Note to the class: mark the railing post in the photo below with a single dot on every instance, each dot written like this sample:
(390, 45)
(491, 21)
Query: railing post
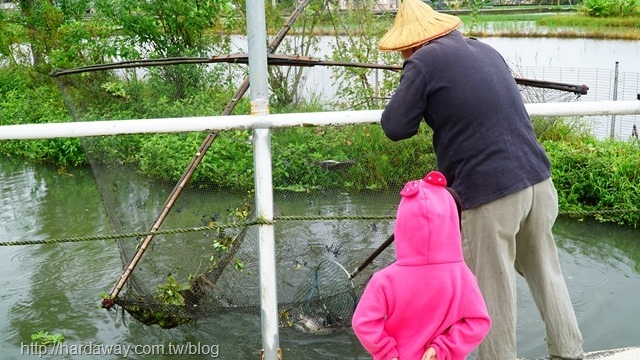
(258, 76)
(615, 98)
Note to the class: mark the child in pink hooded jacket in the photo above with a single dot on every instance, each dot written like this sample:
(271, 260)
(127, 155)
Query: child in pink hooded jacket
(427, 304)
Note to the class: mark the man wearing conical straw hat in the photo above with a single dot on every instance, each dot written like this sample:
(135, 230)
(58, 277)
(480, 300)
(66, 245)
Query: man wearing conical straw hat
(486, 147)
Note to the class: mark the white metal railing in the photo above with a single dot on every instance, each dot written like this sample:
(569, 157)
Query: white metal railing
(266, 121)
(261, 122)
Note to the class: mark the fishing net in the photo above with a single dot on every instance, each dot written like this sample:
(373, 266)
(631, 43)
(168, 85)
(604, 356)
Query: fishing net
(182, 204)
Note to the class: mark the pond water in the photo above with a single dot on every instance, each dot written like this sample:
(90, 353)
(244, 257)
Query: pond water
(56, 288)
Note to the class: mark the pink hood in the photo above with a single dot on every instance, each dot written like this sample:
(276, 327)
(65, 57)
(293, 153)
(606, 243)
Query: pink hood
(426, 223)
(428, 297)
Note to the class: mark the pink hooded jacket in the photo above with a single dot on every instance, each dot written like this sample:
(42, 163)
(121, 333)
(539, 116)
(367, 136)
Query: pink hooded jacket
(428, 297)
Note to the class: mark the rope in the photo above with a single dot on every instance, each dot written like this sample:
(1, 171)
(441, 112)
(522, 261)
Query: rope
(260, 221)
(185, 230)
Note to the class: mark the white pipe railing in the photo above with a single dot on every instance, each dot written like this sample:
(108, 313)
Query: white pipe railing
(261, 122)
(210, 123)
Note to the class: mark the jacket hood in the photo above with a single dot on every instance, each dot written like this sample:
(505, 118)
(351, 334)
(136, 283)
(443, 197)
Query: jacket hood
(427, 228)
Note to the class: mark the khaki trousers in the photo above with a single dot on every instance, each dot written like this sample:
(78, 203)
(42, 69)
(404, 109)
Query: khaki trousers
(514, 233)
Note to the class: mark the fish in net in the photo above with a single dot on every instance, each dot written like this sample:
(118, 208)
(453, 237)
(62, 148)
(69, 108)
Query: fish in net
(209, 265)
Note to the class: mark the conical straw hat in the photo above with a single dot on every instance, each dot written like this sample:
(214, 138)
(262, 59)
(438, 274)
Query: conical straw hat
(415, 24)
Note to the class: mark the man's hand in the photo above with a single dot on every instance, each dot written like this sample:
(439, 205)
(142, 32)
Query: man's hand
(430, 354)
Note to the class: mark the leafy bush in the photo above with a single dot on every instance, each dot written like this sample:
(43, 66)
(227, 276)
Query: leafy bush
(609, 8)
(592, 176)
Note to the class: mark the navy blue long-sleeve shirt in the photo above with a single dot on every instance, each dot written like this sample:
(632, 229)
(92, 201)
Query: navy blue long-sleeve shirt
(482, 134)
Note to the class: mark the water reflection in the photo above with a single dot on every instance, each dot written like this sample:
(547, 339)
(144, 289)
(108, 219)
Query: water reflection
(56, 287)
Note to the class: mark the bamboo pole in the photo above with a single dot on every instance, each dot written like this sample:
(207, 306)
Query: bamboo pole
(107, 303)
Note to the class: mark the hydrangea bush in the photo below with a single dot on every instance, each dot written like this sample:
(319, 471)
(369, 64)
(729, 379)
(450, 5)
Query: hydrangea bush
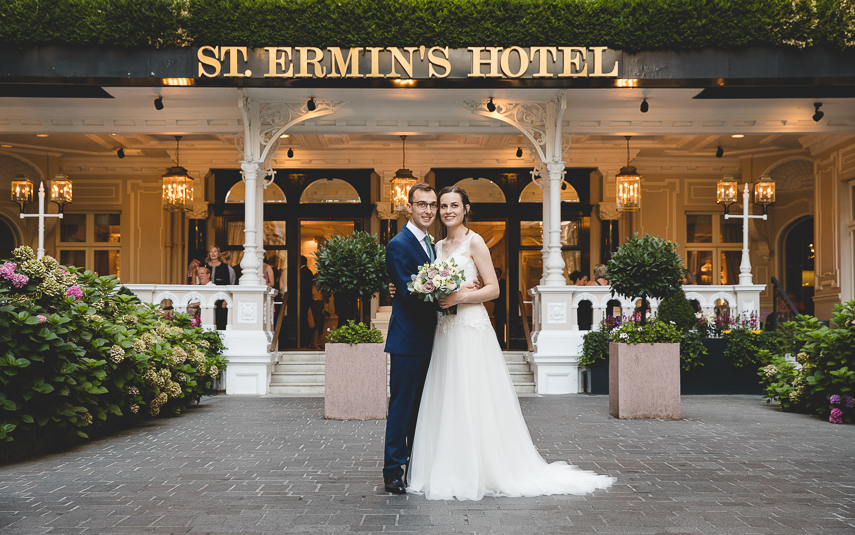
(820, 379)
(76, 351)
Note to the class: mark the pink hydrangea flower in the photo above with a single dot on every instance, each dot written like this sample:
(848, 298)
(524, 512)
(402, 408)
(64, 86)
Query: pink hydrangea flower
(75, 292)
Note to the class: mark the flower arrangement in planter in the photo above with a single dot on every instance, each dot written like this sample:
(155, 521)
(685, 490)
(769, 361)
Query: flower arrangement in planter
(644, 359)
(76, 352)
(821, 377)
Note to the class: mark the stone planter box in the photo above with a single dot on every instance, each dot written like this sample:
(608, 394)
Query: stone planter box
(355, 382)
(717, 376)
(644, 381)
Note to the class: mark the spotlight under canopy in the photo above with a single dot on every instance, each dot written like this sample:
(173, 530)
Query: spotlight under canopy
(818, 115)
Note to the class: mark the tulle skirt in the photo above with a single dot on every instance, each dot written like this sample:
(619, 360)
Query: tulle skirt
(471, 439)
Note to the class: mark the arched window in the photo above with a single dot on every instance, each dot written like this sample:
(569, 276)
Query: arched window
(329, 190)
(482, 190)
(237, 194)
(533, 193)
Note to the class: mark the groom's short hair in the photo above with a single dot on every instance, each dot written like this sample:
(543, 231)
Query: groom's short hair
(419, 186)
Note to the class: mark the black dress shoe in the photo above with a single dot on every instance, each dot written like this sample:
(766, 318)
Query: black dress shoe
(395, 485)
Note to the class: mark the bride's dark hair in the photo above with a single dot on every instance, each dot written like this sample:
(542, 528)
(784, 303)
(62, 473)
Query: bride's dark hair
(464, 197)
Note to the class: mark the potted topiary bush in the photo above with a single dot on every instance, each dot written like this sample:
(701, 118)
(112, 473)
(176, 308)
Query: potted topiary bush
(352, 268)
(644, 359)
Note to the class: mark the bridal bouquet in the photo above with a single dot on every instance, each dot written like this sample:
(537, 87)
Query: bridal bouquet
(434, 281)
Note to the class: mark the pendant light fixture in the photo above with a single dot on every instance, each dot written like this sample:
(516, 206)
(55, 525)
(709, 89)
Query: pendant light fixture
(628, 185)
(402, 182)
(177, 185)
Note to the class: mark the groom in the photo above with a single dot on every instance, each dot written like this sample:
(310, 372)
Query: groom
(410, 336)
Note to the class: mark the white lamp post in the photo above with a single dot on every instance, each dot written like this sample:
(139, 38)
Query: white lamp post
(745, 278)
(60, 194)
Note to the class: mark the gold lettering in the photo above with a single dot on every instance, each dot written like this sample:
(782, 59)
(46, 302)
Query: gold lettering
(211, 61)
(506, 64)
(233, 51)
(477, 61)
(375, 61)
(338, 60)
(545, 52)
(276, 56)
(439, 61)
(574, 60)
(406, 65)
(305, 60)
(598, 62)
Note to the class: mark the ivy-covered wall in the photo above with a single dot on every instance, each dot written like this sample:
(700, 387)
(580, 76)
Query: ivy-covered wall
(629, 25)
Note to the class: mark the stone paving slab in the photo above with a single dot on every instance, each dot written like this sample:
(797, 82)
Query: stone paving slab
(273, 465)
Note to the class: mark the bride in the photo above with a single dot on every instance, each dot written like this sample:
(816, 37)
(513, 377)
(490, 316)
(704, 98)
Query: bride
(471, 439)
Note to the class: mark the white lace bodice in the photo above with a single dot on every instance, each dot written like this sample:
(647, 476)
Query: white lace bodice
(471, 315)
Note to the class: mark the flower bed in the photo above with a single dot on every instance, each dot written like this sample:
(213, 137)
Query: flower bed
(77, 351)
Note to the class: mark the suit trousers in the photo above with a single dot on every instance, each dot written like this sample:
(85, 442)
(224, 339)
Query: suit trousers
(406, 382)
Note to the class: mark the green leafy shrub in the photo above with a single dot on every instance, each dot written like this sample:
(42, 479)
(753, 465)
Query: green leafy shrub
(645, 267)
(825, 365)
(355, 333)
(351, 267)
(676, 309)
(75, 351)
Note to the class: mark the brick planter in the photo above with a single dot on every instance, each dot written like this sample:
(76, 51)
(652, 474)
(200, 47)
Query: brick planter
(355, 382)
(644, 381)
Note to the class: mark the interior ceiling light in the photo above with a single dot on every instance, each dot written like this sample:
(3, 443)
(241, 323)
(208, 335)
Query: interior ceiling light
(817, 117)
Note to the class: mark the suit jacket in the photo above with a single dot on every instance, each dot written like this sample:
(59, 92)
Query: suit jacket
(413, 322)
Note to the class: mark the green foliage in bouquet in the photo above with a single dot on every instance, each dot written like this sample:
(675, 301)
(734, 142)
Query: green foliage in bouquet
(351, 267)
(645, 267)
(355, 333)
(825, 368)
(76, 351)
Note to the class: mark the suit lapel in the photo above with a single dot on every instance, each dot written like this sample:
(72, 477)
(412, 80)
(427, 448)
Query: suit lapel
(414, 242)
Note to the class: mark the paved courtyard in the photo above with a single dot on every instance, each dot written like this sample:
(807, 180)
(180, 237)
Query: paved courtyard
(273, 465)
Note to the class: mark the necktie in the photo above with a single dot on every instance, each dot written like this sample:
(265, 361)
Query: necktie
(431, 255)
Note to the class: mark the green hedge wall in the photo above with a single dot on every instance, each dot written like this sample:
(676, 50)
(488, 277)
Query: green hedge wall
(630, 25)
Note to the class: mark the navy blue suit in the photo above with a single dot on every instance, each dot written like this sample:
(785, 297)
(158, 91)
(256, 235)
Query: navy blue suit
(409, 342)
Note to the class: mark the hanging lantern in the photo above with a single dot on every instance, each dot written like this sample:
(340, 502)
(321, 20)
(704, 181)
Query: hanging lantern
(60, 190)
(628, 186)
(764, 192)
(22, 191)
(726, 192)
(401, 183)
(177, 186)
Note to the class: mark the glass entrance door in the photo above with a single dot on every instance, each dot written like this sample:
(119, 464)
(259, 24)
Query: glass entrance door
(316, 309)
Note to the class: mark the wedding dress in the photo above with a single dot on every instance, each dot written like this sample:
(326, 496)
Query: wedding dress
(471, 439)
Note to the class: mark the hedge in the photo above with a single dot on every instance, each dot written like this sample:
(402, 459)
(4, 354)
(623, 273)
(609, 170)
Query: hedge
(629, 25)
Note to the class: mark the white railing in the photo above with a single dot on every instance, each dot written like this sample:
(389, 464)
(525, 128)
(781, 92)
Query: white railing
(600, 296)
(183, 296)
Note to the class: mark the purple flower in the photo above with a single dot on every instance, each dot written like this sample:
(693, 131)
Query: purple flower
(836, 416)
(75, 292)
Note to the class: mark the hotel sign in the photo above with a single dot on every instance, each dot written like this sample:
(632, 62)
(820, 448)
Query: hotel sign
(417, 62)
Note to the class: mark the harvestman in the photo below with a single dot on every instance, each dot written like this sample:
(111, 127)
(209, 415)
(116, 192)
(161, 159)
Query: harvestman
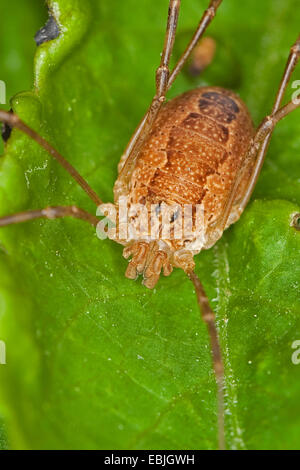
(220, 168)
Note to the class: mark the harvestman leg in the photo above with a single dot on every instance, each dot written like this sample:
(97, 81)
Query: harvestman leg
(261, 140)
(208, 317)
(164, 81)
(14, 121)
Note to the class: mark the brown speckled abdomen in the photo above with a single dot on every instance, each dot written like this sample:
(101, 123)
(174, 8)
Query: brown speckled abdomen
(194, 151)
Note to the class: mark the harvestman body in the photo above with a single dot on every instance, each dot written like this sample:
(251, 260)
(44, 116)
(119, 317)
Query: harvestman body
(199, 148)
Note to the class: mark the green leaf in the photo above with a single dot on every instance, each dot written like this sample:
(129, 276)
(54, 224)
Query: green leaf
(95, 360)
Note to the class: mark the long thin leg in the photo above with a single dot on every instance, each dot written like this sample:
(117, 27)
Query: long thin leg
(14, 121)
(261, 140)
(164, 81)
(162, 78)
(208, 317)
(49, 213)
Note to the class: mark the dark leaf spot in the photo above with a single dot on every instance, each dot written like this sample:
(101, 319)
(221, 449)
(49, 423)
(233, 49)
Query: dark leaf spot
(48, 32)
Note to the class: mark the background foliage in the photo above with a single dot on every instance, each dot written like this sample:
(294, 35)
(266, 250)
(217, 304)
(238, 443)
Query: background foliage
(95, 360)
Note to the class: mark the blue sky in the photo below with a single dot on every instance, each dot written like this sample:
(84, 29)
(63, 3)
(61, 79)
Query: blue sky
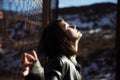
(68, 3)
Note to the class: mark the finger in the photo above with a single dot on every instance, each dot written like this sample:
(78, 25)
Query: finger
(34, 54)
(30, 57)
(25, 58)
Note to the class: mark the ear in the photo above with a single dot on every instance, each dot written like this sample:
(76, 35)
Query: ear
(34, 54)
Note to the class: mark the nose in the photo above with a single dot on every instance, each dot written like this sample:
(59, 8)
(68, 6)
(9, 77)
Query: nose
(74, 26)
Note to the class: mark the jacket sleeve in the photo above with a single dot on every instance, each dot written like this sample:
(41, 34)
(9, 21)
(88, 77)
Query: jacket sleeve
(53, 70)
(37, 72)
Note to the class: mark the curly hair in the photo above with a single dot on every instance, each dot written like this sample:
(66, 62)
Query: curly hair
(55, 41)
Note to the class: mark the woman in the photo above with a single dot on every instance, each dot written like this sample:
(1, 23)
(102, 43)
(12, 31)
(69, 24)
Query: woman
(59, 42)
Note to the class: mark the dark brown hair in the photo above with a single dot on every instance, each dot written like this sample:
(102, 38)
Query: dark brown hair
(55, 41)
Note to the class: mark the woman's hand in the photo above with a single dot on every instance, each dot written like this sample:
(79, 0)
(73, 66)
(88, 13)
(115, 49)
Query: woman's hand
(28, 62)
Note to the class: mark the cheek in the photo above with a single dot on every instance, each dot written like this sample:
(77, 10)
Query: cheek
(70, 33)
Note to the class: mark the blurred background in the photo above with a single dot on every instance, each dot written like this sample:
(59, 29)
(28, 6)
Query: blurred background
(21, 23)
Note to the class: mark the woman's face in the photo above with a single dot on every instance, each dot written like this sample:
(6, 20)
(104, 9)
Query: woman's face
(71, 31)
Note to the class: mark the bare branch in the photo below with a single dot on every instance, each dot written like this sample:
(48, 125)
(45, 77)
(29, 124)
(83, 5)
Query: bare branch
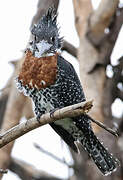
(28, 172)
(52, 155)
(23, 128)
(101, 19)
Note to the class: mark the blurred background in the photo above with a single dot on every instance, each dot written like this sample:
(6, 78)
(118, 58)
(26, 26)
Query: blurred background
(93, 34)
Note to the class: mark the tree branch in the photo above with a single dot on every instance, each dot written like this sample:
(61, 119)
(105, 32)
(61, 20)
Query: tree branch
(23, 128)
(52, 155)
(28, 172)
(101, 19)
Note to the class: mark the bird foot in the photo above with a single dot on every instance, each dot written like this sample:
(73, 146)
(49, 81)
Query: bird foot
(52, 112)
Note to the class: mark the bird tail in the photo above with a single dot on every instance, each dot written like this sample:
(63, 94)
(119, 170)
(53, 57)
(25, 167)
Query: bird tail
(102, 158)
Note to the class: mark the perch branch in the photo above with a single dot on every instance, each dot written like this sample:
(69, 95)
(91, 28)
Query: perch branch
(23, 128)
(51, 155)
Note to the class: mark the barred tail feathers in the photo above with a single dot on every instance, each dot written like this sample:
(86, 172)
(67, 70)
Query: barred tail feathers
(106, 162)
(102, 158)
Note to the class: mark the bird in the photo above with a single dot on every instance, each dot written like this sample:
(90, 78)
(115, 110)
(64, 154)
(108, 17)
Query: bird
(52, 83)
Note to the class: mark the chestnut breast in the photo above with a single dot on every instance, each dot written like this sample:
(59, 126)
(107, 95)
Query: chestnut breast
(38, 72)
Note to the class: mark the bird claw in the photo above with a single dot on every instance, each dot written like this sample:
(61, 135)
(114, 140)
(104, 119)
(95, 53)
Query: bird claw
(52, 112)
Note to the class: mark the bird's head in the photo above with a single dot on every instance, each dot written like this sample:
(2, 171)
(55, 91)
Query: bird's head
(46, 40)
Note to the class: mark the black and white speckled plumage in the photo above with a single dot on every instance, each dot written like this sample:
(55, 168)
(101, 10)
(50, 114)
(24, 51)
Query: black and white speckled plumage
(67, 90)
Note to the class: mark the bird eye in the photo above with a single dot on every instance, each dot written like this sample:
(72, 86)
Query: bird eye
(52, 39)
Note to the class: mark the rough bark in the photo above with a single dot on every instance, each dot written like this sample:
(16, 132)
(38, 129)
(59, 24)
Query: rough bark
(94, 54)
(24, 127)
(16, 102)
(27, 172)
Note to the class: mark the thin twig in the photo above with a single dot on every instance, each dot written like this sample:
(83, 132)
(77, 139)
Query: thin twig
(51, 155)
(24, 127)
(115, 133)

= What the task asks =
Copy every line above in which the string "below" shows up.

= Response box =
Note to the class: mark the railing post in the photo below with a single dot on every instance, each dot written like this sample:
Note to the class: mark the hydrangea bush in the photo below with a single dot on every instance, each dot written like this sample:
Note to the class: mark the harvestman in the photo below with a single dot on every instance, each dot written like this sample:
Note to the class: mark the blue sky in the photo below with a single dot on every instance, each dot written like this sample:
Note to the class: mark the bare branch in the photo below with a single dot on every instance, each dot written like this sample:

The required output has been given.